QUOTED TEXT.
And yes, a large number of chroniclers were monks. But by no means all. Plenty of secular priests and cathedral canons wrote histories too, like Hugh the Chanter (d.1140), an archdeacon at York who wrote a history of the Church of York from 1066 to 1127, Henry of Huntingdon (1088 - 1157), an archdeacon at Huntingdon who wrote a history of the kings of England from the coming of the Anglo-Saxons c.449 to the accession of Henry II in 1154, the Yorkshire priest Peter Langtoft (d.1307) who chronicled the reign of Edward I and John Rous (1411 - 1492), a royal chaplain and canon of St Mary's Collegiate Church at Warwick who wrote a history of the kings of Britain from the legendary Brutus of Troy (a great-grandson of Aeneas) down to Richard III. In the post-1300 period, we also have a number of lay men who wrote chronicles, including knights like the grizzled northern warrior Sir Thomas Grey the Younger (1310 - 1369), ex-soldiers and diplomats like the Northumbrian chronicler John Hardyng (1378 - 1465), university educated clerks not in holy orders like the early humanist William Worcester (1415 - 1482) and merchants like the London draper Robert Fayban (d.1512). Nor were the writers of history necessarily male either - to give just one example, we have a twelfth century biography of Edward the Confessor written by a nun of Barking Abbey in Essex. And they wrote in a range of languages too. Latin was always in use for historical works throughout this period, being as it was the language of the educated. But, uniquely in the early medieval West (no other vernacular chronicles survive from pre-1100 Europe), the Anglo-Saxon Chronicles were written in Old English. And from the twelfth to fourteenth centuries many chronicles from Geoffrey Gaimar's Estoire des Engleis to Thomas Grey's Scalachronica were written in Anglo-Norman French, and from the thirteenth century Middle English was increasingly adopted as a language of respectable history writing.
(Above) The deluxe first folio of the Cotton Tiberius manuscript of Bede's Ecclesiastical History, dating from the early Ninth century, currently stored in the British library
(Below) The frontispiece of the third edition of Robert Fabyan's Chronicle, published in 1542, showcasing the technological transformation in the media of history writing that came at the end of this period in the form of the printed book
Now we must bear two things in mind when dealing with this
wealth of historical writing, both of which will be discussed in more detail
below.
The first is that the priorities of medieval chroniclers are
NOT the same as those of modern historians. They didn't necessarily aim for
objective analysis of past events. Most of the time they approached their
sources very differently to those trained in modern historical methods and
critical approaches today, to the point that some inserted ancient myths and
legends and contemporary gossip and rumour while apparently suspending any kind
of scepticism. Many wrote consciously to fulfil the expectations of certain
literary genres, like hagiography (biographies of saints), or in the models
provided by the Bible, classical Roman authors or early Christian writers,
often directly quoting them in places. Many also consciously wrote to
entertain. And they didn't always see factual truth as the most important kind
of truth their readers could get out of their histories - moral, spiritual and
theological truths were often just as or even more important.

EXERCISE INSTRUCTIONS.
1 – Summarize the passage on medieval chroniclers in two sentences.
2 – Pick up the passage on medieval chroniclers after its final sentence and continue it.
The items that come after this passage have no connection to it.

DATA EXCERPTS.
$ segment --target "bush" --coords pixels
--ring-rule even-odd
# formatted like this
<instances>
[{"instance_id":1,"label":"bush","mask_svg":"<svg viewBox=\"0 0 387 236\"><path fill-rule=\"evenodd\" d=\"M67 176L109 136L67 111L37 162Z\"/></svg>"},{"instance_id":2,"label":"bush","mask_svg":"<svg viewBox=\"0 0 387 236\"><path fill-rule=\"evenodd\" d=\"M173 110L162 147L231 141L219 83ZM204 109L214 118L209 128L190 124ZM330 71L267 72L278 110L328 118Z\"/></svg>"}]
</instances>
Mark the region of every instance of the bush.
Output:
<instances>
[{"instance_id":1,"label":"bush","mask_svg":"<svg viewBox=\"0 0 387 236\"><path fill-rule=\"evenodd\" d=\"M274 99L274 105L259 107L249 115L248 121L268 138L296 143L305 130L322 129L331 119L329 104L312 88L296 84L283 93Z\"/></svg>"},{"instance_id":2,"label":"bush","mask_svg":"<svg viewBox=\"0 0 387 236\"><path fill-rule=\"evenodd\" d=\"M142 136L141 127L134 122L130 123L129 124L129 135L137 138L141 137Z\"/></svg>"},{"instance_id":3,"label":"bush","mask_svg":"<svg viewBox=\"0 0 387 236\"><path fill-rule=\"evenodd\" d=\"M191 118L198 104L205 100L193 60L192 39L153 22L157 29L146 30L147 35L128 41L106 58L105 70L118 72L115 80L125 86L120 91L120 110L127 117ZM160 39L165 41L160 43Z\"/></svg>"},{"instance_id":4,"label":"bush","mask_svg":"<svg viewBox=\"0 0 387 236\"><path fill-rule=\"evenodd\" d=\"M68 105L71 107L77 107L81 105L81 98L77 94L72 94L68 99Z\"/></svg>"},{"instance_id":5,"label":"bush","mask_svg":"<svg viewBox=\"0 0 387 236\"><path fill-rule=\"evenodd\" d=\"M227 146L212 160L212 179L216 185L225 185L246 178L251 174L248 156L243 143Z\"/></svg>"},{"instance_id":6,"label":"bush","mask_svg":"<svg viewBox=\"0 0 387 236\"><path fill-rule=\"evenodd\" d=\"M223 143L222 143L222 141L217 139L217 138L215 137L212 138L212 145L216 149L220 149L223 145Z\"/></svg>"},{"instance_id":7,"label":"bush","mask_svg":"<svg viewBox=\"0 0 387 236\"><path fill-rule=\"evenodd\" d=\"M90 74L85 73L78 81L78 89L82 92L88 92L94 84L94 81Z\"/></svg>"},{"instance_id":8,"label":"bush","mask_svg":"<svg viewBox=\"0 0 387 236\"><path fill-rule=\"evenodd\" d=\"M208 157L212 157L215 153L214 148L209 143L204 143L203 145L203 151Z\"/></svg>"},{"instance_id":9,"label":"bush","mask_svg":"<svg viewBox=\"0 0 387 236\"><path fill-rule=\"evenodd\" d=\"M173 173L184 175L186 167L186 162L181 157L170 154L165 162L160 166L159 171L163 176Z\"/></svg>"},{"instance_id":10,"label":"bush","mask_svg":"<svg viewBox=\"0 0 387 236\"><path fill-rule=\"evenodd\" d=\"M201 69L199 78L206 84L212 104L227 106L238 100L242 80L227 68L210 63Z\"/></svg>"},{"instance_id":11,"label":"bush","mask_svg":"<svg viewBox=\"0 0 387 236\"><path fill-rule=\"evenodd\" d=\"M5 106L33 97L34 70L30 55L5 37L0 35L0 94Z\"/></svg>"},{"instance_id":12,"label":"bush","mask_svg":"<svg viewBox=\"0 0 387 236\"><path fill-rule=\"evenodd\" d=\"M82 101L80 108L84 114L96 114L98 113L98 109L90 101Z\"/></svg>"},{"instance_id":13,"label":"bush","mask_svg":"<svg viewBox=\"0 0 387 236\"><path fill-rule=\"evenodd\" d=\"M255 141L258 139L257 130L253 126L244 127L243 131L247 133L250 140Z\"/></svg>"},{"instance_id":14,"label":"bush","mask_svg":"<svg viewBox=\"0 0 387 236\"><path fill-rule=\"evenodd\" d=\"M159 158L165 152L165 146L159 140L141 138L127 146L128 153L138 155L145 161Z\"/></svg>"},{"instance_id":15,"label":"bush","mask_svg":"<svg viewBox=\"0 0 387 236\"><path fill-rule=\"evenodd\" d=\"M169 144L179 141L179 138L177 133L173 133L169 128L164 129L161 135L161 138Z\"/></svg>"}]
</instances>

OUTPUTS.
1 – Medieval chroniclers included not only monks but also secular priests and canons, laymen such as knights, diplomats, clerks and merchants, and at least one nun, and they wrote in Latin, Old English, Anglo-Norman French and Middle English. Their priorities differed from those of modern historians: they did not necessarily aim for objective analysis, sometimes included myth, legend and rumor, followed literary and biblical models, wrote to entertain, and often valued moral, spiritual and theological truth as much as or more than factual truth.

2 –
The second thing to bear in mind is that this does NOT make
medieval chroniclers necessarily any more stupid, corrupt, credulous, partisan
or polemical on average than anyone who wrote histories in more modern periods,
or indeed does today. These men (and much more rarely women) who wrote
narrative histories, annals and biographies in medieval England were
intelligent, learned and sophisticated individuals, who were at the same time
subject to the same human flaws and frailties as we are. Moreover, the way they
saw and made sense of the world was very different to our post-scientific
revolution, post-enlightenment worldview today - their worldview was deeply
informed by Christianity and a sense that God and other supernatural forces
were always intervening in earthly affairs, and by the authority of ancient
texts.
Chronicles aren't our only way into the medieval past.
Medieval England is remarkably blessed with written documents of all kinds. If
we just stick to the sources for political history, from the seventh century we
have law codes like the Laws of Aethelbert of Kent (c.616), the oldest document
written in the English language, and the Laws of Ine of Wessex (c.694), as well
as the canons of church councils like the synod of Whitby in 664 that was held
to resolve the tensions between the Roman and Celtic churches. The archives of
the various monasteries and cathedrals that popped up all over lowland Britain
with the Christianisation of the Anglo-Saxons also take off from about the
680s. From the beginning of the eighth century, the letters of prominent
individuals like the letter written in 704 by Bishop Waldhere of London to
Archbishop Bertwald of Canterbury, the oldest letter written on parchment to
survive as an original copy, which describes conflict between the king of
Wessex and the two joint kings of Essex. From the ninth and tenth centuries, we
get Latin diplomas issued at royal assemblies which have witness lists,
enabling us to know who was present at these regular gatherings of the
political community, who was in favour at the royal court and who wasn't. From
the reign of Aethelred the Unready (r.978 - 1016) we have royal writs - terse
written instructions in Old English that would be read publicly in the shire
court to all the local landowners to notify them of the royal will, with the
local bishop/ abbot and the sheriff each keeping a copy.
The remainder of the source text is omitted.